WHAT TO WORK ON => Return every record below exactly as given.

RECORD SET =>
============================================================

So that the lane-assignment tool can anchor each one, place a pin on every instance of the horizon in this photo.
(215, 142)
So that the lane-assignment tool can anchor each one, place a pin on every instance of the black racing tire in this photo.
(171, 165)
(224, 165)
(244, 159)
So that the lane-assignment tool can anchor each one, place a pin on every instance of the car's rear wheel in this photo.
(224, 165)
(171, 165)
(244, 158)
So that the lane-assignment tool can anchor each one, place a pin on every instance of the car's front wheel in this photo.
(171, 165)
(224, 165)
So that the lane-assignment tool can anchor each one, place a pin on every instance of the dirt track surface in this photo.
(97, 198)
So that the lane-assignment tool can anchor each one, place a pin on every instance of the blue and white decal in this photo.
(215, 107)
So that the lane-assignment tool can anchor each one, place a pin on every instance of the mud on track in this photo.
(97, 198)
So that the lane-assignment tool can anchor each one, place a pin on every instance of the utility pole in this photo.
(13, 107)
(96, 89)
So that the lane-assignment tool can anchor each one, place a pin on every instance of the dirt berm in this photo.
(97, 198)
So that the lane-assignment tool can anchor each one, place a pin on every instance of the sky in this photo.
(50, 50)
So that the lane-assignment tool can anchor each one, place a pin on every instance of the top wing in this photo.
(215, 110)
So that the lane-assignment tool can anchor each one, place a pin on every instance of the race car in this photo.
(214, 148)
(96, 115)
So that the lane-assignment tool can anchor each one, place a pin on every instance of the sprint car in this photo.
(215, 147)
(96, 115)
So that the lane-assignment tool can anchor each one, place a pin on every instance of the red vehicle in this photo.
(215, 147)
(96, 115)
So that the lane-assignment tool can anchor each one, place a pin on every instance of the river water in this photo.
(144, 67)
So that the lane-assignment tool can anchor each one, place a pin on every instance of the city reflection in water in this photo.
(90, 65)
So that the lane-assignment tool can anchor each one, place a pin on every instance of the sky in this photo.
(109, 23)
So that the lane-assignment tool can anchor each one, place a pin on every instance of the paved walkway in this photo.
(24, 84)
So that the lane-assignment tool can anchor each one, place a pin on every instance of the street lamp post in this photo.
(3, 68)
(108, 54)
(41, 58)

============================================================

REPLY TO THE TASK =>
So that the lane-assignment tool can anchor each one, place a pin on every instance of the horizon in this photo.
(215, 142)
So that the lane-assignment tool can anchor each one, place a pin on every instance of the black racing tire in this photo.
(171, 165)
(224, 165)
(244, 159)
So that the lane-assignment tool can anchor each one, place a pin on every instance of the car's rear wheel in this photo.
(224, 165)
(171, 165)
(244, 158)
So that the lane-assignment tool can anchor each one, place a pin on every instance of the car's front wheel in this photo.
(171, 165)
(224, 165)
So that the lane-assignment tool can anchor each one, place a pin on every instance of the dirt track surface in this photo.
(97, 198)
So that the lane-assignment tool can anchor each one, place a pin on every instance of the blue and white decal in this photo.
(215, 107)
So that the lane-assignment tool can anchor each one, place a pin on every instance of the mud on track in this photo.
(97, 198)
So that the lane-assignment tool can anchor each one, place a pin on every instance of the utility pole in this photo.
(13, 107)
(96, 89)
So that the lane-assignment tool can anchor each one, place a pin on every instance of the dirt berm in this photo.
(97, 198)
So that the lane-assignment tool can anchor each one, place a pin on every instance of the sky in this photo.
(50, 50)
So that the lane-assignment tool can anchor each one, place a pin on every instance of the top wing in this photo.
(215, 110)
So that the lane-assignment tool can anchor each one, place a pin on every instance of the race car in this photo.
(214, 148)
(96, 115)
So that the lane-assignment tool can anchor each one, place a pin on every instance of the sprint car in this photo.
(215, 147)
(96, 115)
So that the lane-assignment tool can anchor each one, place a pin on every instance of the red vehicle in this photo.
(215, 147)
(96, 115)
So that the lane-assignment tool can anchor each one, place a pin on every instance of the river water in this photo.
(144, 67)
So that the lane-assignment tool can anchor each one, place a pin on every instance of the city reflection in water in this photo.
(90, 65)
So that the lane-assignment tool can anchor each one, place a pin on every instance of the sky in this photo.
(109, 23)
So that the lane-assignment tool can anchor each one, place a pin on every instance of the paved walkway in this photo.
(24, 84)
So that the lane-assignment tool can anchor each one, place a pin on every instance of the street lamp post in this photo.
(3, 68)
(108, 54)
(41, 58)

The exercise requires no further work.